- **What is required**
Below is a block of entries, which should be copied verbatim apart from the pictures.

Provided data: Begin

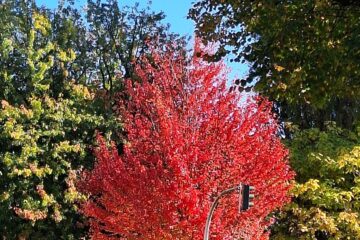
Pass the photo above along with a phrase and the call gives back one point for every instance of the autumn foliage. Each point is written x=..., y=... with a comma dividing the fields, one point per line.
x=187, y=139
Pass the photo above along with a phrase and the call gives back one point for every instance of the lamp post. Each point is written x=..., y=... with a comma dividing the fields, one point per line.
x=244, y=203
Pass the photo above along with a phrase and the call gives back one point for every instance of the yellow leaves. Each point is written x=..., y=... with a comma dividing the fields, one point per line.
x=41, y=23
x=350, y=161
x=66, y=56
x=32, y=215
x=279, y=68
x=4, y=196
x=82, y=92
x=310, y=220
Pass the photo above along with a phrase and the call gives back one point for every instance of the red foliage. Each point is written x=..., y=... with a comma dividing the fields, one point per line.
x=187, y=140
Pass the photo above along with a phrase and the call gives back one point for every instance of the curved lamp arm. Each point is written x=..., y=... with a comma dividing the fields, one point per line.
x=215, y=204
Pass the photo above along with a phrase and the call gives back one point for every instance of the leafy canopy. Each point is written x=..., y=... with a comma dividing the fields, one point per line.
x=187, y=140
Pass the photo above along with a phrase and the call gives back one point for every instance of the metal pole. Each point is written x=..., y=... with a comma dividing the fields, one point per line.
x=213, y=207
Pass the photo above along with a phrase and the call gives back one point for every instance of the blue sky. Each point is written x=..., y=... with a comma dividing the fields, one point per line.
x=175, y=11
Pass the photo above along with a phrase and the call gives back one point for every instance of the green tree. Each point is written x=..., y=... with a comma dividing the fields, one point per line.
x=45, y=140
x=303, y=55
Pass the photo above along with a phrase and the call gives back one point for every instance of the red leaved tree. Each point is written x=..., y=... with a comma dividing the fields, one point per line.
x=188, y=139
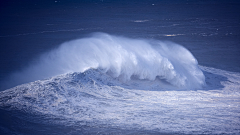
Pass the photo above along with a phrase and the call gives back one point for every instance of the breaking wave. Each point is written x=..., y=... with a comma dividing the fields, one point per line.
x=120, y=57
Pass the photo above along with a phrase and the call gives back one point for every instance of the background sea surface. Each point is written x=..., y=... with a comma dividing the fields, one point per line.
x=209, y=29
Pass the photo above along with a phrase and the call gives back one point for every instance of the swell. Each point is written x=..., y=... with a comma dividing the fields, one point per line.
x=120, y=57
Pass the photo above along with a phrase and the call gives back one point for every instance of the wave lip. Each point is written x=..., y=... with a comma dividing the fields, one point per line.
x=120, y=57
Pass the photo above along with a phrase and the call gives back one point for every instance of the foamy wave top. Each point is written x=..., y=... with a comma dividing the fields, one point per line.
x=120, y=57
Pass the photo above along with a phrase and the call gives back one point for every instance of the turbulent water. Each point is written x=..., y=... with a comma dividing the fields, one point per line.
x=119, y=67
x=113, y=84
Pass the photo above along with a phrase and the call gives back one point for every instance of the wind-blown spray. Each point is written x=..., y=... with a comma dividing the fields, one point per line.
x=119, y=57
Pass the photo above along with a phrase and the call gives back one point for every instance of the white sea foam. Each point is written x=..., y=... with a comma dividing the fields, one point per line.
x=122, y=58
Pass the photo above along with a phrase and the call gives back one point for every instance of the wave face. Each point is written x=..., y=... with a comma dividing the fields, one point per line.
x=122, y=58
x=93, y=102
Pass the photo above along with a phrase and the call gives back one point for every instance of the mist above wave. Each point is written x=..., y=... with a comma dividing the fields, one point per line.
x=120, y=57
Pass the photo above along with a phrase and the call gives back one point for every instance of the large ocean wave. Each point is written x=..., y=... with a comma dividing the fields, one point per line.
x=120, y=57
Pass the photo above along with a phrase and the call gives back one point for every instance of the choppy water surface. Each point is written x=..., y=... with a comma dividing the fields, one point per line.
x=156, y=67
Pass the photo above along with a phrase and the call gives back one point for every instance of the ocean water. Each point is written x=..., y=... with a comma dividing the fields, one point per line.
x=120, y=67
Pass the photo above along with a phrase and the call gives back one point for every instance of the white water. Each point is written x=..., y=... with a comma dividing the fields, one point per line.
x=97, y=102
x=120, y=57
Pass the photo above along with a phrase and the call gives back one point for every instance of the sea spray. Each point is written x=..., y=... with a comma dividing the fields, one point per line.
x=120, y=57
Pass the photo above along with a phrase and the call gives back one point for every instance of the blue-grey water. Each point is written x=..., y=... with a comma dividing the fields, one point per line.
x=210, y=30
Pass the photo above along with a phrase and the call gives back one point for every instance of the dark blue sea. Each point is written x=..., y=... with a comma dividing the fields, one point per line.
x=119, y=67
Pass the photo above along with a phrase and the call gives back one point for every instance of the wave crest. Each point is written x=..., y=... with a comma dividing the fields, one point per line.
x=122, y=58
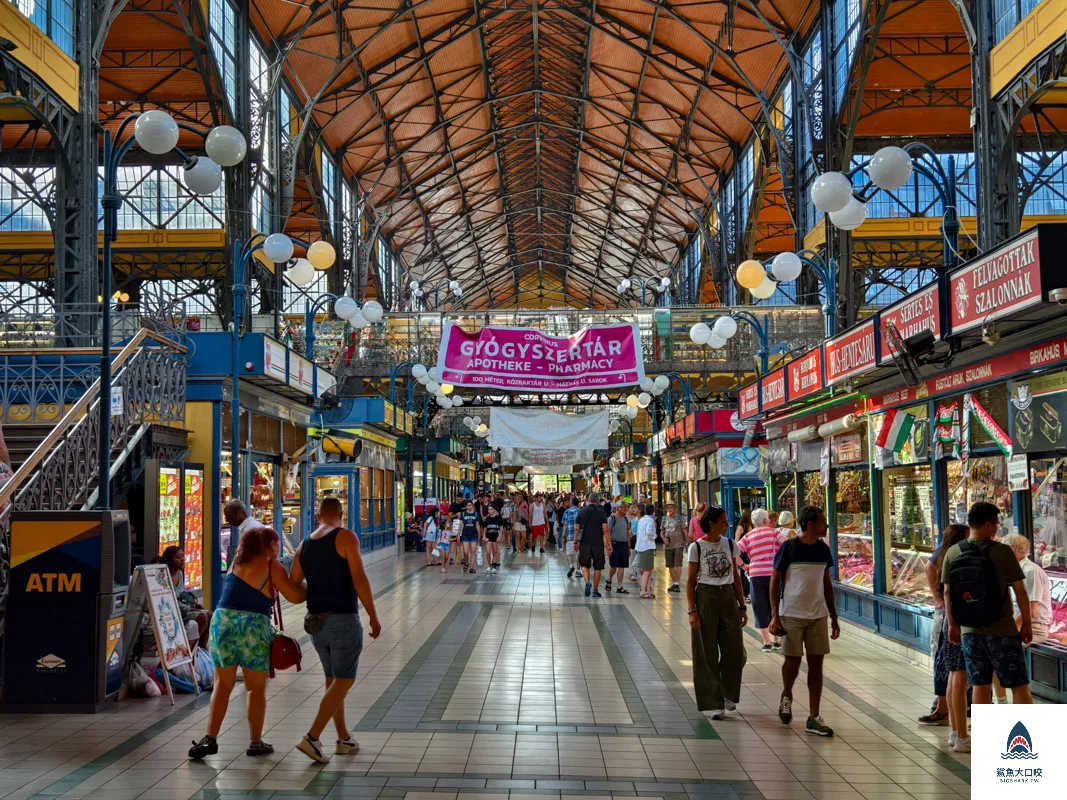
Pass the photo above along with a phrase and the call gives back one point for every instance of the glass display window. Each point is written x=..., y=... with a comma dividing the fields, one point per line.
x=986, y=482
x=1048, y=488
x=814, y=492
x=855, y=540
x=908, y=509
x=784, y=486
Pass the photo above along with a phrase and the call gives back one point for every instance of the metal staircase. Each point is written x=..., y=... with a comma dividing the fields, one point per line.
x=57, y=465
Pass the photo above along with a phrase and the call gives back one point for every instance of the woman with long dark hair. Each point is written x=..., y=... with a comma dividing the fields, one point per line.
x=241, y=635
x=717, y=614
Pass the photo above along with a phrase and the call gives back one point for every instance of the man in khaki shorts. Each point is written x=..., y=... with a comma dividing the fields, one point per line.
x=801, y=597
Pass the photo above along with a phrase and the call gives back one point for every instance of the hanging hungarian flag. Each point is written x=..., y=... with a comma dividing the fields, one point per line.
x=895, y=429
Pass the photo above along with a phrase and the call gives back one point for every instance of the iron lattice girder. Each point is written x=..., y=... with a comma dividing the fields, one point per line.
x=447, y=185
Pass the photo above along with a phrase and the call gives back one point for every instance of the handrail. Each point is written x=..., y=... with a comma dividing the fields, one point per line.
x=76, y=413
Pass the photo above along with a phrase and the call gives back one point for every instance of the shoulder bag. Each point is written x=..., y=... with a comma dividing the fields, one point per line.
x=284, y=650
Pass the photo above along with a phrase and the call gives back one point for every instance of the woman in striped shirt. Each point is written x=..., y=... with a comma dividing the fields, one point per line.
x=761, y=545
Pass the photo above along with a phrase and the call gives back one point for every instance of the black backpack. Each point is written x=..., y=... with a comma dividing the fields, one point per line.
x=974, y=590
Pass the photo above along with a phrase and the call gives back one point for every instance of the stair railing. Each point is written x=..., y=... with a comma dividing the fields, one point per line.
x=62, y=470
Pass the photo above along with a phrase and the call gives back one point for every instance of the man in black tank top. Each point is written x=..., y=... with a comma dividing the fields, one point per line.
x=336, y=582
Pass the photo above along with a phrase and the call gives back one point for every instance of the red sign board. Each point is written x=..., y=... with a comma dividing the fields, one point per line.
x=748, y=401
x=851, y=353
x=1003, y=283
x=773, y=389
x=1034, y=357
x=805, y=374
x=914, y=314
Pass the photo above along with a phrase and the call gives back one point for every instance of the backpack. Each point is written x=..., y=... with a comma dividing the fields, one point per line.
x=974, y=590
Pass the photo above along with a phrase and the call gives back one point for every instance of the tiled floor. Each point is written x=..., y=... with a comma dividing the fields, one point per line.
x=513, y=687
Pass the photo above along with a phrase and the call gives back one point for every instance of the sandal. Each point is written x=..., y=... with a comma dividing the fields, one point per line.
x=259, y=748
x=936, y=718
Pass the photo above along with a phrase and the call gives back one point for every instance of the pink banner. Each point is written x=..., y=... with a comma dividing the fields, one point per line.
x=526, y=360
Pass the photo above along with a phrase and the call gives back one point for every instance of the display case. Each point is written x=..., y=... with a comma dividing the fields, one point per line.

Provided data: End

- **Answer for this exercise**
Pass the photo above along with a phrase and the call gives back one point for every instance of the autumn foliage. Each point is written x=..., y=... with a comma dividing the fields, one point per line.
x=187, y=139
Pass the photo above along with a phrase and the call gives back one point for every instance of the lamp post. Each point is written x=..., y=... with a comma dividing the fields, one point per line.
x=244, y=203
Pass the photo above along with a phrase and the call gives back one point for every instance of the yellow leaves. Each point is written x=..., y=... with a comma dividing the fields, one point per line.
x=41, y=23
x=350, y=161
x=66, y=56
x=32, y=215
x=279, y=68
x=4, y=196
x=82, y=92
x=310, y=220
Pass the photo above along with a phrase and the call gives back one point for every instance of the red foliage. Each point is written x=..., y=... with a comma dividing the fields, one point per line.
x=187, y=140
Pass the photo above along with a phrase and the call gives back one point for every instance of the curved lamp arm. Each point is written x=..., y=... with a comma dividing the fields, one point per line.
x=215, y=204
Pass the photo above along with a phrase and the call gives back one point for every instance of the leafy canopy. Each point is written x=..., y=... with a comma dividing the fields, one point per line.
x=187, y=140
Pass the photo above along with a phrase and the call gives back one point for every instance of the metal pole. Each point is written x=..., y=... with a comma dividing the fields, one point per line.
x=213, y=207
Pass the photo above along with a phrase and the call gives back one point for every instance of the blue sky. Each point is written x=..., y=... with a comma dividing the fields, one point per line.
x=175, y=11
Pass the photo above along with a phrase and the call gives back one point for every instance of the green tree. Each point is written x=..., y=... with a comma dividing the fields, one point per line.
x=45, y=140
x=303, y=55
Pass the photo above along with a phrase and the call gives back one point for every instance of the red leaved tree. Each point is written x=..., y=... with a comma dividing the fields, one point per line.
x=188, y=139
Pass the photo above along with a phrase and the call gives back one point for every instance of the breaking wave. Each point is written x=..., y=... with a comma dividing the fields, one point per line.
x=120, y=57
Pass the photo above along with a phrase and the call gives back one point for every instance of the background sea surface. Each point is written x=..., y=... with a comma dividing the fields, one point per line.
x=209, y=29
Pass the photo above along with a phrase and the call gives back one point for every instance of the swell. Each point is written x=..., y=... with a comma dividing the fields, one point per line.
x=120, y=57
Pass the photo above along with a phrase and the call gives back one point for every instance of the wave lip. Each point is written x=..., y=... with a comma dividing the fields, one point per line.
x=120, y=57
Pass the photo above along with a phrase and the call gives back one point for every instance of the foamy wave top. Each point is written x=..., y=... with a comma dividing the fields, one point per line.
x=120, y=57
Pass the photo above along with a phrase and the call gives back one point for every instance of the turbulent water. Each point is written x=..., y=... with a comma dividing the fields, one point per line.
x=119, y=67
x=113, y=84
Pass the photo above along with a phrase and the call gives back one point for every instance of the wind-blown spray. Each point is written x=..., y=... with a comma dividing the fields, one point per line.
x=119, y=57
Pass the photo above along with a phrase and the call gives back one point for every instance of the white sea foam. Each point is written x=..., y=... with a comma dividing the fields, one point per line.
x=122, y=58
Pass the photo above along with a phrase and the call gives back one point for every instance of the wave face. Each point is written x=..., y=... with a comma dividing the fields, one point per line.
x=122, y=58
x=93, y=102
Pass the photo above along with a phrase and the call gives back one point for every instance of the mist above wave. Each point is written x=..., y=... with a comma dividing the fields, one point per line.
x=120, y=57
Pass the photo above along with a phrase and the call gives back one point for every instance of the large ocean wave. Each point is written x=..., y=... with a comma dividing the fields, one point per line.
x=120, y=57
Pass the photo above along with a phrase and the call gives back one point for every instance of the choppy water surface. Each point is written x=..., y=... with a comma dividing the fields, one point per line.
x=156, y=67
Pass the photo above along with a phrase and the call gives back one point for every instance of the ocean water. Each point is written x=..., y=... with a comma dividing the fields, one point per line.
x=120, y=67
Pass the photo above along with a phrase and the call gives back one point for every instance of the white water. Each point is written x=..., y=... with a comma dividing the fields, one point per line.
x=97, y=102
x=120, y=57
Pass the photo above along with a phrase and the call gives back one point for every instance of the sea spray. Each point is written x=..., y=... with a comma dividing the fields, one point per line.
x=120, y=57
Pass the photo above along with a phrase and the call gives back one point for every instance of the blue-grey water. Each point is written x=..., y=... with a comma dividing the fields, one point per line.
x=210, y=30
Pass the photo above along with a phrase and the call gives back one point for every instance of the dark blue sea. Each point is written x=..., y=... with a comma dividing the fields, one point per line.
x=119, y=67
Pass the photo above along with a phrase and the call gives back one point for every instance of the wave crest. Each point is written x=..., y=... with a comma dividing the fields, one point per line.
x=122, y=58
Pass the photo above along with a phrase and the call gives back one point for every instance of the glass display window. Each point is written x=..., y=... with a comma dividing the fields, one point per line.
x=986, y=482
x=1048, y=488
x=814, y=492
x=855, y=540
x=908, y=509
x=784, y=486
Pass the photo above along with a phrase and the call gives back one point for every instance of the metal staircase. Each point is written x=..., y=... with a comma dividing the fields, one point per line.
x=57, y=465
Pass the photo above along with a phrase and the call gives back one point for every instance of the woman with long dark hair. Each point is written x=..., y=... with a comma dividing the fields, one point per line.
x=241, y=635
x=717, y=614
Pass the photo above along with a phrase and the call gives back one point for every instance of the man in khaki shorts. Each point is written x=..., y=... with a comma dividing the fields, one point per line.
x=801, y=597
Pass the photo above along with a phrase and the call gives back one point for every instance of the hanging hungarian flag. Each point is written x=..., y=... with a comma dividing the fields, one point per line.
x=895, y=429
Pass the photo above along with a phrase and the call gives back one point for every instance of the iron lattice girder. Each point is written x=..., y=... with a comma dividing the fields, one point per line.
x=447, y=185
Pass the photo above along with a phrase and the call gives back one point for every instance of the handrail. Each point is written x=..., y=... with a comma dividing the fields, one point per line.
x=76, y=413
Pass the photo above along with a phrase and the call gives back one point for every instance of the shoulder bag. Each point is written x=..., y=... with a comma dividing the fields, one point per line.
x=284, y=650
Pass the photo above along with a phrase and the call gives back one point for every instance of the woman in striped shirt. Each point is written x=..., y=... with a comma dividing the fields, one point per line.
x=761, y=545
Pass the photo above along with a phrase and the call gives back one point for every instance of the black backpack. Each point is written x=..., y=... with a comma dividing the fields, one point per line.
x=974, y=590
Pass the photo above along with a phrase and the call gives back one point for every instance of the stair railing. Each point is written x=..., y=... with a comma dividing the fields, one point per line.
x=62, y=470
Pass the photo above along with a phrase and the call gives back one point for every instance of the man in black tank top. Each point is written x=..., y=... with a comma dividing the fields, one point per line.
x=336, y=582
Pass the photo above along with a phrase and the call gives back one point for every instance of the red sign board. Each point is written x=..., y=... with a comma dividing the fields, one point per line.
x=748, y=401
x=851, y=353
x=1003, y=283
x=773, y=389
x=1034, y=357
x=805, y=374
x=914, y=314
Pass the photo above along with a phrase and the call gives back one point for every instance of the backpack. Each point is written x=..., y=... with a comma dividing the fields, one point per line.
x=974, y=590
Pass the photo above along with a phrase and the call gives back one point for every instance of the tiled floor. Each point is written x=..., y=... with a comma dividing the fields, one point per line.
x=513, y=687
Pass the photo above along with a phrase and the call gives back one point for every instance of the sandal. Each point is written x=..., y=... with a comma dividing the fields, one point per line.
x=259, y=748
x=936, y=718
Pass the photo above along with a phrase and the call gives back one point for every instance of the pink banner. Each point is written x=..., y=... with a comma dividing the fields, one point per line.
x=526, y=360
Pass the photo above along with a phrase and the call gives back one point for every instance of the display case. Each point is written x=..., y=... with a comma dividing the fields, one point per line.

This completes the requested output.